→ REQUIRED ACTIONS:
- A) From the code line in the FreeFEM thread, list every name that is declared with a type (mesh, fespace, Vh, Vh2, or real).
- B) Extend the FreeFEM thread with the next reply after its final post.

## start TEXT EXTRACT

I have a FreeFEM simulation that works fine with a P2 fespace but not with a P1 one.
I wish to export it using pyfreefem for further manipulation and visualisation in a python environment.
Unfortunately, pyfreefem only supports P0 and P1 fespaces.
Is there a way to convert results obtained in a P2 fespace into a P1 one (with the best approximation) so that it can be exported?
What I usually do is to just evaluate it on a grid u(na,mb) and you can use a very fine resolution.
Also I have become fond of 1D starting points as its a lot easier to understand when things
don’t make sense
You can also assign one to the other
mesh Th=square(10,10); mesh Th2=square(5,5); fespace Vh(Th,P1); fespace Vh2(Th2,P2); Vh u=x; Vh2 u2=u; real v=int2d(Th)(u-u2(x,y)); cout<<v<<endl; cout.flush;
Thanks. Actually, I wanted to do the opposite, i.e. convert from P2 to P1, and I wanted the same mesh for both. This was easy to adapt from your example. I actually tried something like that before asking it but it apparently failed so I thought that it was probably not that simple. It turned out that I had another problem elsewhere making this fail. Starting from your example helped me to fix it and, finally, it is that simple. It is good to know also that this can be combined with a mesh change.

## end TEXT EXTRACT
## start DATASET EXTRACT

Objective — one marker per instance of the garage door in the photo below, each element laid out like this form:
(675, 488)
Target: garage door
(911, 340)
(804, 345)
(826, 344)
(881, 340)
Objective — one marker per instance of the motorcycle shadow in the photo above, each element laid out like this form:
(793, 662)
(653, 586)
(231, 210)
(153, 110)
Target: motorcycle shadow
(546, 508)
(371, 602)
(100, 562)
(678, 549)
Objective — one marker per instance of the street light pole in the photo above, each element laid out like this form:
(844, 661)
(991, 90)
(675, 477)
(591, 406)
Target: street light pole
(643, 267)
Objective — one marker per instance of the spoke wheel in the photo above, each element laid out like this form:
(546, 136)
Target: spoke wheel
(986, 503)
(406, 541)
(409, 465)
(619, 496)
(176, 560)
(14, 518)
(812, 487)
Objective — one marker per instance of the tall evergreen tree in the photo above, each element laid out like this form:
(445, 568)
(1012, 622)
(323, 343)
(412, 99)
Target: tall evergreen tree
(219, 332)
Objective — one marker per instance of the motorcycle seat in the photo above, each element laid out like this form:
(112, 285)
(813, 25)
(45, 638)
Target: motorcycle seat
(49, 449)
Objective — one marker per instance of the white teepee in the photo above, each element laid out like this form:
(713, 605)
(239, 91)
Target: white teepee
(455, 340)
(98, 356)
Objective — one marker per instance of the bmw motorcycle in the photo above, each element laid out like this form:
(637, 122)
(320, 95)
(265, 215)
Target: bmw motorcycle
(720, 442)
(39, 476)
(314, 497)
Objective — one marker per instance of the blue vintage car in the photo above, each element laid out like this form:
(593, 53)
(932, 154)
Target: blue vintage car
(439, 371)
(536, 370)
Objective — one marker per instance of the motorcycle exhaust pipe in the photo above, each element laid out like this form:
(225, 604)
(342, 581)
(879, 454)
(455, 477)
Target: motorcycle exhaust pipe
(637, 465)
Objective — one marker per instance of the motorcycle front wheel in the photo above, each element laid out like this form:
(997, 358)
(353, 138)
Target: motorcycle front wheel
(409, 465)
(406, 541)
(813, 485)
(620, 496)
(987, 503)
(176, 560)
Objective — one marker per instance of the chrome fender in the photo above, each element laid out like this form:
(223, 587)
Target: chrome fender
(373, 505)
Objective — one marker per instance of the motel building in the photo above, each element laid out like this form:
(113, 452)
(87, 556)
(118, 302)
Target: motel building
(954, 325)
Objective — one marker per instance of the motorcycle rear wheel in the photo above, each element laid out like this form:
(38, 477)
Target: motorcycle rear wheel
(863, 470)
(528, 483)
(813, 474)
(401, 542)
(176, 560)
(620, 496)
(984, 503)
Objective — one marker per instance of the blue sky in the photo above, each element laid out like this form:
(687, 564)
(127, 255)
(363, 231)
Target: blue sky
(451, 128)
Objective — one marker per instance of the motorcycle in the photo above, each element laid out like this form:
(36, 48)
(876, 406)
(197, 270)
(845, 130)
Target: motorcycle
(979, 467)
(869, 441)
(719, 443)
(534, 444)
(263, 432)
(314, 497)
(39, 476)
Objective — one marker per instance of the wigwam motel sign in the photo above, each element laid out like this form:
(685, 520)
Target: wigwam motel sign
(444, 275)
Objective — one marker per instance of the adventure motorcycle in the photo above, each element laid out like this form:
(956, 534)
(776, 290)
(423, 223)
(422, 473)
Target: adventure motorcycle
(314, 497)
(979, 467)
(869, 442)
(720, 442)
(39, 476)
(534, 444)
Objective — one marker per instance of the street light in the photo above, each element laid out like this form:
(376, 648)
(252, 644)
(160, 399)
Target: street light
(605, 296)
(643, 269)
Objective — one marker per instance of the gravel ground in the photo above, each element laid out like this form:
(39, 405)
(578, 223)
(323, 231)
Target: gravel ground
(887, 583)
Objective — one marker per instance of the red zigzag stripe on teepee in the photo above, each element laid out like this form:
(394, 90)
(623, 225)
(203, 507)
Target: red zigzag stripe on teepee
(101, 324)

## end DATASET EXTRACT

→ FINAL ANSWERS:
- A) Th, Th2, Vh, Vh2, u, u2, v

- B)
I think FreeFEM supports easily the conversion of P2 to P1 structures. You can do
IMPORT "io.edp" mesh Th=square(10,10); fespace Fh1(Th,P1); fespace Fh2(Th,P2); Fh2 phi=x+y; //A P2 function Fh1 phiP1 = phi; //Interpolation from P2 to P1 exportMesh(Th); //This will be available in python exportArray(phiP1);
from pyfreefem import FreeFemRunner from pymedit import P1Function exports = FreeFemRunner("script.edp").execute() phi = P1Function(exports['Th'], exports['phiP1']); phi.plot() # Will show the function computed in FreeFEM
If you really want to be safe (this will also work for other type of finite element spaces), you can also convert manually your P2 function to a P1 function by solving a variational problem with the mass matrices as follows.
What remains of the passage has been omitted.